YOUR GOAL – Print every entry below again exactly as written, skipping the pictures.
[Opening DATASET EXCERPTS section]
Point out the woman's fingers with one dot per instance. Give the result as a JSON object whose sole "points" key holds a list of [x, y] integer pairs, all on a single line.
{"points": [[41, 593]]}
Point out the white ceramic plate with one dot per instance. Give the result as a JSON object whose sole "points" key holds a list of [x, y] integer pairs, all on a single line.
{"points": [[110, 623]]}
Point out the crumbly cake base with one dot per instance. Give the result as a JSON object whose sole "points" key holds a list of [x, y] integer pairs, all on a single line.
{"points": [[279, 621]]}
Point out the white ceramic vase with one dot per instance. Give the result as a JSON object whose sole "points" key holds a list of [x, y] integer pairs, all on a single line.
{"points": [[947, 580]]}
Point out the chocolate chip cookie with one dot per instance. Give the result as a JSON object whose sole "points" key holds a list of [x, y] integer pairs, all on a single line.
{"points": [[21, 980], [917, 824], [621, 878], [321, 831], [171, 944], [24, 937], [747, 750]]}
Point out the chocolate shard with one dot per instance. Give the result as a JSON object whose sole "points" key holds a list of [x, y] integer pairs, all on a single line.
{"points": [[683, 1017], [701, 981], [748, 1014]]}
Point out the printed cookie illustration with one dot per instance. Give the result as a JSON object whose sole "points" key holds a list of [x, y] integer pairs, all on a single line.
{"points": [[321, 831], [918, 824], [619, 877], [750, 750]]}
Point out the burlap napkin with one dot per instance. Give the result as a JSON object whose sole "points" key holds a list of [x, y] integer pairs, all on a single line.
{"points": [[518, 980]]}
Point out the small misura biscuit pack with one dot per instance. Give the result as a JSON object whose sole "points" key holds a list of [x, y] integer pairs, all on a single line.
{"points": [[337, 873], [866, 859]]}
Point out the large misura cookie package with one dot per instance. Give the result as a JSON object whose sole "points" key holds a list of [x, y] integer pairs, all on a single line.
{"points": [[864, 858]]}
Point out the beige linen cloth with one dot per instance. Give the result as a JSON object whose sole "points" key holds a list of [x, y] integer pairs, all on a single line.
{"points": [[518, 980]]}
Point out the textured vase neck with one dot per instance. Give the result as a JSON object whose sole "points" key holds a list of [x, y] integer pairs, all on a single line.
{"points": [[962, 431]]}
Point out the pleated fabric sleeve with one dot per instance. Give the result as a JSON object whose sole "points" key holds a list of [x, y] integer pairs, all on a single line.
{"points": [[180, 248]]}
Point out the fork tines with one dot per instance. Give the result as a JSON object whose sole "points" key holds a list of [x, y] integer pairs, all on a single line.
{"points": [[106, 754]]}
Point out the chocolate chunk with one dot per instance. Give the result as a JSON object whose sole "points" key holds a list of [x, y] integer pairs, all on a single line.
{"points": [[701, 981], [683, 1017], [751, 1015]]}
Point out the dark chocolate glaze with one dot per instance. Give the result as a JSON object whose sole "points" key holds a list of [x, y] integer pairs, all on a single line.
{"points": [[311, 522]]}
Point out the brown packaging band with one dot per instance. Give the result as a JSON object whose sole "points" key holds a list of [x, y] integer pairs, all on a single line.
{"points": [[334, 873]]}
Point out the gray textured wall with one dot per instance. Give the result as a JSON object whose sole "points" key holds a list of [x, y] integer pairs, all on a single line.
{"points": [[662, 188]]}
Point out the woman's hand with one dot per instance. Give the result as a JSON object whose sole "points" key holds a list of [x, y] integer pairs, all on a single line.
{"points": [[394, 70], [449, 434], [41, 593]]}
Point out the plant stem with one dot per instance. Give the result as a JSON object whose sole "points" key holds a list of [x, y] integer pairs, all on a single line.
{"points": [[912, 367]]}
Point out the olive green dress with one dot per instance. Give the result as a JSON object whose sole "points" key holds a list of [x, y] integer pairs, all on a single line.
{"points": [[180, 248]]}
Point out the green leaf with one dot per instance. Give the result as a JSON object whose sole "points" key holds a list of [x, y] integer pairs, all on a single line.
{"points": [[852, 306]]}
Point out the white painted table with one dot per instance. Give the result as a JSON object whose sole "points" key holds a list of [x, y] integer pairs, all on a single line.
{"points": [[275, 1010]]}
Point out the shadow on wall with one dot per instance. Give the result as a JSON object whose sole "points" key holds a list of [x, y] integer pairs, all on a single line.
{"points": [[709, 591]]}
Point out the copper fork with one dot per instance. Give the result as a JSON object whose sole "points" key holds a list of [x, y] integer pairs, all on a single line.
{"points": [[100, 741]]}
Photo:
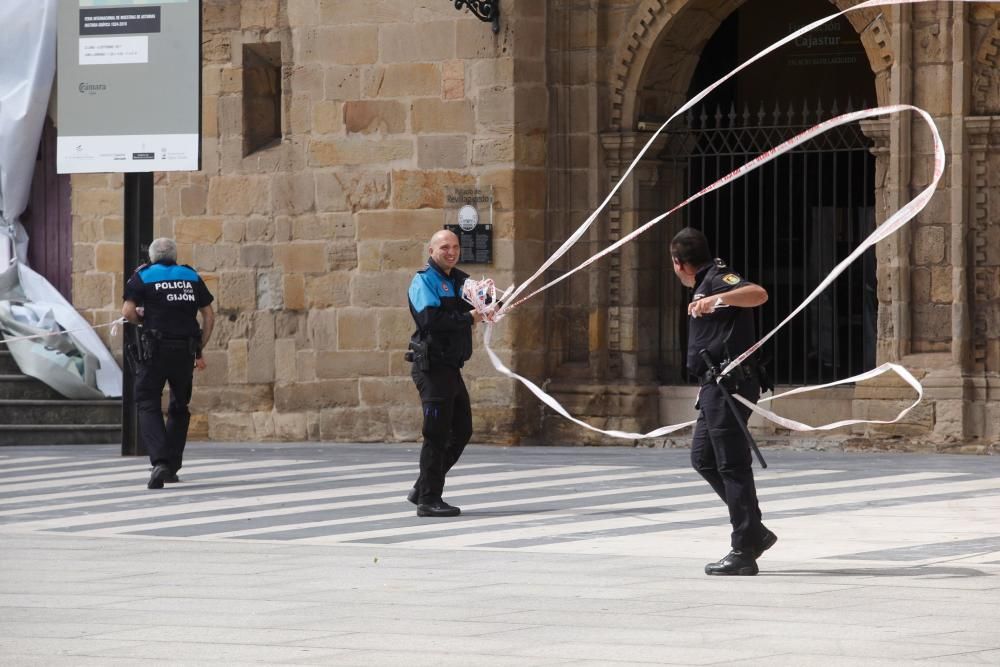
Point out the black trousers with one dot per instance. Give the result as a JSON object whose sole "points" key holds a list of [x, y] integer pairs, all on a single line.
{"points": [[173, 364], [721, 454], [447, 426]]}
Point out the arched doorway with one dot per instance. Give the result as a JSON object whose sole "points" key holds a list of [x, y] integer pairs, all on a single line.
{"points": [[786, 225]]}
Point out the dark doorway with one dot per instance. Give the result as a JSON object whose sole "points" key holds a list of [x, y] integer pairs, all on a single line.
{"points": [[786, 225], [48, 218]]}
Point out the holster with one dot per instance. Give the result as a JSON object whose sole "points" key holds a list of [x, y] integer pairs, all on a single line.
{"points": [[418, 354]]}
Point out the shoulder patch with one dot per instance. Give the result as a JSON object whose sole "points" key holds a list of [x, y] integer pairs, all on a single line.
{"points": [[731, 279]]}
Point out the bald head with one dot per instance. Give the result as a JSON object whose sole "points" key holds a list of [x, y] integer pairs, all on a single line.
{"points": [[445, 250]]}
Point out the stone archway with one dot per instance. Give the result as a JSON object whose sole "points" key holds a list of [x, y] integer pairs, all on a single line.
{"points": [[654, 64], [681, 28]]}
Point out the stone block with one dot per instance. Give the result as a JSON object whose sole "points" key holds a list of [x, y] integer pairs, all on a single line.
{"points": [[358, 151], [261, 230], [356, 425], [355, 328], [342, 255], [395, 325], [317, 395], [93, 290], [425, 189], [342, 83], [424, 42], [301, 257], [83, 257], [348, 45], [232, 398], [328, 289], [198, 230], [230, 427], [322, 329], [261, 349], [403, 80], [385, 390], [371, 116], [488, 151], [417, 226], [387, 288], [97, 202], [305, 365], [109, 257], [328, 117], [236, 361], [237, 291], [194, 199], [434, 115], [291, 427], [352, 190], [239, 195], [929, 245], [293, 194], [443, 152], [256, 256], [332, 365], [342, 12], [293, 287], [410, 255]]}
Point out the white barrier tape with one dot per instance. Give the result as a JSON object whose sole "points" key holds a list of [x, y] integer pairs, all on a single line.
{"points": [[868, 4], [113, 324], [897, 220]]}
[Closing DATASET EXCERPTS section]
RESPONSE TO THE TASK –
Point out the woman's fingers with one dot per instance. Give the result as a JSON object whose sole "points" key holds a list of [x, y] integer pairs, all on a single line.
{"points": [[41, 593]]}
Point out the white ceramic plate with one dot per instance. Give the result as a JSON object whose sole "points" key holds a list of [x, y] integer pairs, all on a single line.
{"points": [[110, 623]]}
Point out the crumbly cake base with one dot per instance. Give the result as a JSON object whose sole "points" key holds a list of [x, y] integer pairs, all on a single line.
{"points": [[279, 621]]}
Point out the white ceramic vase with one dot per instance. Give the result as a JSON object whose sole "points" key holds a list of [x, y] integer pairs, all on a single line.
{"points": [[947, 580]]}
Point out the chocolate chip cookie with one dot per instance. Give the result as a JSON object whose sole "points" key holds a list of [x, y] integer pairs, all on a single line.
{"points": [[21, 980], [917, 824], [621, 878], [321, 831], [171, 944], [24, 937], [747, 750]]}
Point out the chocolate shard with one dot per instance. Give the result as a JSON object whose sole "points" key holds a list of [x, y] integer pairs, all on a single line.
{"points": [[683, 1017], [701, 981], [748, 1014]]}
Point out the printed cookie illustration with one dot per instance. Give the result as a JSON object whose sole "points" key holds a list of [x, y] integer pairs, all on a single line.
{"points": [[321, 831], [918, 824], [619, 877], [750, 750]]}
Point out the burlap napkin with one dot per instance. Give the result as a JSON object whose sole "points" key holds a list of [x, y] integer pairs, all on a single line.
{"points": [[518, 980]]}
Point out the small misura biscuit pack with one dot per instance. Give the result as a JSON object whose sole "points" key holds a list of [x, y] integer pairs, all on a single line.
{"points": [[337, 873], [866, 859]]}
Point out the large misura cookie package with one dot per instance. Give the result as a JSON object whose sole "points" key holds a list of [x, y] integer pairs, all on a single line.
{"points": [[864, 858]]}
Point out the beige linen cloth with one dot per instance. Give the result as a JSON object whose sole "points" key holds a list of [x, y] integer pairs, all on a single line.
{"points": [[518, 980]]}
Point out the textured vase neck with one dot per instance. Give the result as a JSON object whose sole "points" key holds a list of [x, y] integer pairs, all on a single line.
{"points": [[962, 431]]}
Point out the pleated fabric sleeve with one dot per instance. Give the result as a JSON object whose sole "points" key holds a list of [x, y] integer pairs, all on a single line.
{"points": [[180, 248]]}
Point out the fork tines with one dot per instance. Give the result as a JSON object whose sole "points" key holds a list of [x, y] integer pairs, all on a single line.
{"points": [[106, 754]]}
Point out the chocolate chunk with one dot per instance. Give the result as a JSON object whose sole "points" key holds a list of [x, y] integer pairs, all on a single line.
{"points": [[701, 981], [683, 1017], [751, 1015]]}
Point out the dark chocolate glaze with one dot per instance. Give the result as a JSON object whose sole "points" key holds a list of [x, y] integer pairs, all on a single line.
{"points": [[311, 522]]}
Point out the brown packaging band with one dot per instance. Give the result as a JSON object whose sole "points" key holds a list of [x, y] integer pairs, all on a single line.
{"points": [[334, 873]]}
Point out the gray textured wall with one dot per instance. Give the result as a JSON object whose sole "points" key holds a list of [x, y] integer pairs, all on a single line.
{"points": [[662, 188]]}
Point out the woman's hand with one dot per instance. Give the result as a JSON object whose sole "points" key holds a list of [x, y] integer pairs, all on a single line.
{"points": [[394, 70], [449, 434], [41, 593]]}
Point out the plant stem with one dot per instance. Give the result as a JSON object whose sole "points" key holds a list of [x, y] integer pairs, all on a single line.
{"points": [[912, 367]]}
Point out the olive green dress with one dot per instance. Give the result as a JSON object whose sole "points" key holds a list of [x, y] integer pairs, all on a single line.
{"points": [[180, 248]]}
Point out the green leaf with one dot per instance. Give the result as a JSON object whose sole "points" key holds a list of [x, y] integer pairs, all on a single line.
{"points": [[852, 306]]}
Point out the white painted table with one dot per instance. Give the result as a JSON object whose sole "points" key holds a list of [x, y] integer pairs, all on a single line.
{"points": [[275, 1010]]}
Point out the shadow on wall with one dot per instance. Give the result as a JSON object whose sole "points" key holds a list of [x, y] integer pairs, all on a single line.
{"points": [[709, 591]]}
Point out the copper fork with one dot per instance. Give the result as a JSON object whose sole "points" key holds a list of [x, y] integer pairs, all on a single line.
{"points": [[100, 741]]}
Photo:
Point out the black trousers with one dot per instance. Give the result as a JSON object whose sole "points" key holds a list of [x, y] integer pairs, all on a single line.
{"points": [[173, 364], [721, 454], [447, 426]]}
Point out the arched doorway with one dot per instance. Give the result as a JSON object whose sole "points" key holds a list of [x, y] integer pairs, all on a single line.
{"points": [[786, 225]]}
Point out the dark doorway with one dot per instance. Give the result as a JSON object whose sole "points" key holds a list of [x, y] integer pairs, all on a single line.
{"points": [[786, 225], [48, 218]]}
Point out the holster with one dot per instance. Give the result as a JSON object whose sole "points" key holds a list of [x, y] integer pairs, all on a single line.
{"points": [[418, 354]]}
Point out the shoulder patch with one dot per instance. Give the result as a JSON object whose sole "points" key holds a list of [x, y] integer pairs, all on a single line.
{"points": [[731, 279]]}
Point out the bald head with one dot per instance. Give the result as a JSON object whose sole "points" key holds a list of [x, y] integer pairs, all on a single line.
{"points": [[445, 250]]}
Point out the stone archway with one dot per instance. Give the result as a JSON object whose sole "points" key holds a list of [x, y] integer pairs, all on a single line.
{"points": [[654, 64], [681, 28]]}
Point out the stone block with one dot per instance. Give the result as a JSON object whose sole "points" key holds a list of [x, y] integer pairs, all on a single line.
{"points": [[358, 151], [261, 230], [356, 425], [355, 328], [342, 255], [395, 325], [317, 395], [93, 290], [425, 189], [342, 83], [424, 42], [301, 257], [83, 257], [348, 45], [232, 398], [328, 289], [198, 230], [230, 427], [322, 329], [261, 349], [403, 80], [385, 390], [371, 116], [488, 151], [417, 226], [387, 288], [97, 202], [305, 365], [109, 257], [328, 117], [236, 361], [237, 291], [194, 199], [434, 115], [291, 427], [352, 190], [239, 195], [929, 245], [293, 194], [443, 152], [256, 256], [332, 365], [342, 12], [293, 287], [410, 255]]}
Point out the white barrier tape with one dot per instance. Give the result as a JSON object whose sole "points" key holds a list of [x, y] integer pairs, all on a single line.
{"points": [[868, 4], [113, 324], [897, 220]]}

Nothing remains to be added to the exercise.